* WRITTEN TASK *
Give the records back in full, exactly as they read.

* RECORDED DATA *
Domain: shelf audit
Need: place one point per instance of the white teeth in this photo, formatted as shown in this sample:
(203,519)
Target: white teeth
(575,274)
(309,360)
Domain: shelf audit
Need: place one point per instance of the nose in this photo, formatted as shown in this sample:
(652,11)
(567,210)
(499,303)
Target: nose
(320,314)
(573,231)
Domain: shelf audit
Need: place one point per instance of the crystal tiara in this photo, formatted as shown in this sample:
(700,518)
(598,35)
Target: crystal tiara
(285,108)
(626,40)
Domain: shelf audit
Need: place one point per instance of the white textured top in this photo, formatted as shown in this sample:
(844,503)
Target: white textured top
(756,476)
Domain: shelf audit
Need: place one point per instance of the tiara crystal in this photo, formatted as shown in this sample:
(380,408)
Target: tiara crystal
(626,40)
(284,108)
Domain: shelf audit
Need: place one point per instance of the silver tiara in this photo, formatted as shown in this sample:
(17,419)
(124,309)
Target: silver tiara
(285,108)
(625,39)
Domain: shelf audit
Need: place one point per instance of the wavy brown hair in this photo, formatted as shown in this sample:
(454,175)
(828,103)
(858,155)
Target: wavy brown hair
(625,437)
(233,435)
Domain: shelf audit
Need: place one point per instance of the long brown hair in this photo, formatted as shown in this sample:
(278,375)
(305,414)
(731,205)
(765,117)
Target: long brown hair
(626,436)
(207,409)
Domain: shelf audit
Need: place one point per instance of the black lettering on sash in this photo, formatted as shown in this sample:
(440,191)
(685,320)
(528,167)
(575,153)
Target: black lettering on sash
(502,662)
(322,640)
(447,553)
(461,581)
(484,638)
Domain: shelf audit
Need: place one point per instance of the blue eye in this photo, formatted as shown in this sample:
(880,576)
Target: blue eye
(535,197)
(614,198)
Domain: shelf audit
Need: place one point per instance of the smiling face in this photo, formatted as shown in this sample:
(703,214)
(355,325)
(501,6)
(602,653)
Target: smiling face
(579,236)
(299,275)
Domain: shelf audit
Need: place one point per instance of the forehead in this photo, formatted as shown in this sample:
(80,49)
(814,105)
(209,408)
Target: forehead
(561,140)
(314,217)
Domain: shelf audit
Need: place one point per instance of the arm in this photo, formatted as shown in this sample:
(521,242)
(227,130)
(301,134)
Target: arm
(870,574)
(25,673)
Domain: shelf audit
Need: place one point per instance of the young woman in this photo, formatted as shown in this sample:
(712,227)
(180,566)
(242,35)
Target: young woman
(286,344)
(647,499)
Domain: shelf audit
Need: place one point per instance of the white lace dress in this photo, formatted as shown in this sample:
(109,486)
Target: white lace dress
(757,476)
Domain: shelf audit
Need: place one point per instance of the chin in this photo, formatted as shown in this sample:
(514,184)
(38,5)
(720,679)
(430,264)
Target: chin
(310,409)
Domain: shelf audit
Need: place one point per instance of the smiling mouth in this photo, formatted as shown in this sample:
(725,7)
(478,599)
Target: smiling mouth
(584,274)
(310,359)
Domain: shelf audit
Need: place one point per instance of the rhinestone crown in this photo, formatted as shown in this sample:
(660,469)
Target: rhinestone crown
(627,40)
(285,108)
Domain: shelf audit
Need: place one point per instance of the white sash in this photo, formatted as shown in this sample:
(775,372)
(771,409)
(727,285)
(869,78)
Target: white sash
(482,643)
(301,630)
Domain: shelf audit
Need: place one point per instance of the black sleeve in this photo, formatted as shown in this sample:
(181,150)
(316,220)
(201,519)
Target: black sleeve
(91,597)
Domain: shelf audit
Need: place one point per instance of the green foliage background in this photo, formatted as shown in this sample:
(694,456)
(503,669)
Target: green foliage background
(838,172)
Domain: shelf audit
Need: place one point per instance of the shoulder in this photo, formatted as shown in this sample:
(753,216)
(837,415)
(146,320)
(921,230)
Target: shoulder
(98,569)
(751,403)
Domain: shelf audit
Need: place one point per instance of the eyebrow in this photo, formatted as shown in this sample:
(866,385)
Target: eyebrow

* WRITTEN SOLUTION *
Domain: shelf audit
Need: place one point per instance of the white teeth in this photo, formatted as shown in this sample:
(203,519)
Target: white teeth
(575,274)
(309,360)
Domain: shelf audit
Need: place one point per instance of the nose in this photo, formatted as shown in this sample:
(652,11)
(567,210)
(499,303)
Target: nose
(320,314)
(573,231)
Domain: shelf audit
Need: place one point per instance of the crystal tiara in this photo, formatted as shown in this sample:
(700,518)
(598,35)
Target: crystal tiara
(285,108)
(626,40)
Domain: shelf audit
Need: place one point per instance of the white textured top in this photo, formatted as shown in this sample:
(844,503)
Target: white textured top
(756,476)
Domain: shelf audit
Need: place one point per instance of the tiara crystal in this photo, formatted as shown in this sample:
(380,408)
Target: tiara crystal
(626,40)
(284,108)
Domain: shelf audit
Need: place one point per instance of the silver tiara in this photo, formatted as shown in this sample:
(17,419)
(124,309)
Target: silver tiara
(285,108)
(625,39)
Domain: shelf audit
Need: place one point per instance of the wavy brown hair in this photo, formatted as shown in this sample:
(454,175)
(828,103)
(858,155)
Target: wavy brown hair
(625,437)
(233,435)
Domain: shelf audit
Need: place one point per instance of the long brown hair in this photo, formatted as shown in this sample:
(278,375)
(305,414)
(731,205)
(765,117)
Target: long brown hair
(626,436)
(207,409)
Domain: shelf audit
Need: place one point per instance of the black lettering on sash in this photo, formatted as shown in this sample:
(440,191)
(685,320)
(528,167)
(575,153)
Target: black lettering on sash
(502,662)
(322,640)
(447,553)
(461,581)
(484,638)
Domain: shelf audit
Need: place one point per instance of the blue eye in this photo, formatted as shown in this sample:
(880,576)
Target: blue eye
(535,197)
(614,198)
Domain: shelf audit
Need: place one point per instance of the smiling face in this photo, formatted as shown in this sample:
(703,214)
(355,325)
(501,6)
(602,653)
Target: smiling face
(579,236)
(299,275)
Domain: shelf audit
Need: place one point per instance of the forehead in this photo, formatted as shown in this sample:
(80,49)
(814,105)
(209,408)
Target: forehead
(561,140)
(314,217)
Domain: shelf audit
Need: place one point per instance of the arm in this photo, formatted as shown in this sample:
(521,242)
(227,130)
(301,134)
Target: arm
(870,574)
(25,673)
Domain: shelf audit
Need: place one point per instance of the young woman in this photo, formatted as shown in this sample:
(712,227)
(180,566)
(242,35)
Target: young woman
(286,344)
(647,499)
Domain: shelf audit
Need: place one point per instance of the white lace dress in this photo, formatted as shown in this sample:
(109,486)
Target: white lace dress
(757,476)
Domain: shelf audit
Need: place one point per instance of the chin in this photo, formatted as shown in this sample:
(514,184)
(38,5)
(720,679)
(430,264)
Target: chin
(310,409)
Domain: shelf audit
Need: place one point per instance of the smiling mouth in this photo, formatted as shown in this sample:
(725,7)
(478,599)
Target: smiling mouth
(584,274)
(310,359)
Domain: shelf audit
Need: place one point per instance of the rhinestone crown in this photo, formatted as shown in this sample:
(660,469)
Target: rhinestone crown
(627,40)
(285,108)
Domain: shelf audit
Need: place one point per instance of the white sash in this photo, formatted as shown in this sample:
(775,372)
(771,409)
(727,285)
(869,78)
Target: white sash
(482,643)
(301,630)
Domain: shelf audit
Need: place one point per instance of the black sleeve in this photo, formatted as shown in this sample:
(181,150)
(316,220)
(201,519)
Target: black sleeve
(91,597)
Domain: shelf audit
Need: place one point per instance of the green foliage background in this photo, formatted as shown in this sample:
(694,456)
(503,669)
Target: green foliage background
(838,172)
Domain: shelf audit
Need: place one point per instance of the shoulder in this photo, formatted as shown in this sample:
(753,216)
(837,415)
(146,320)
(921,230)
Target: shoulder
(98,569)
(751,403)
Domain: shelf audit
Need: place one point per instance of the eyebrow in this photo, formatted as shown in this sample:
(866,385)
Target: eyebrow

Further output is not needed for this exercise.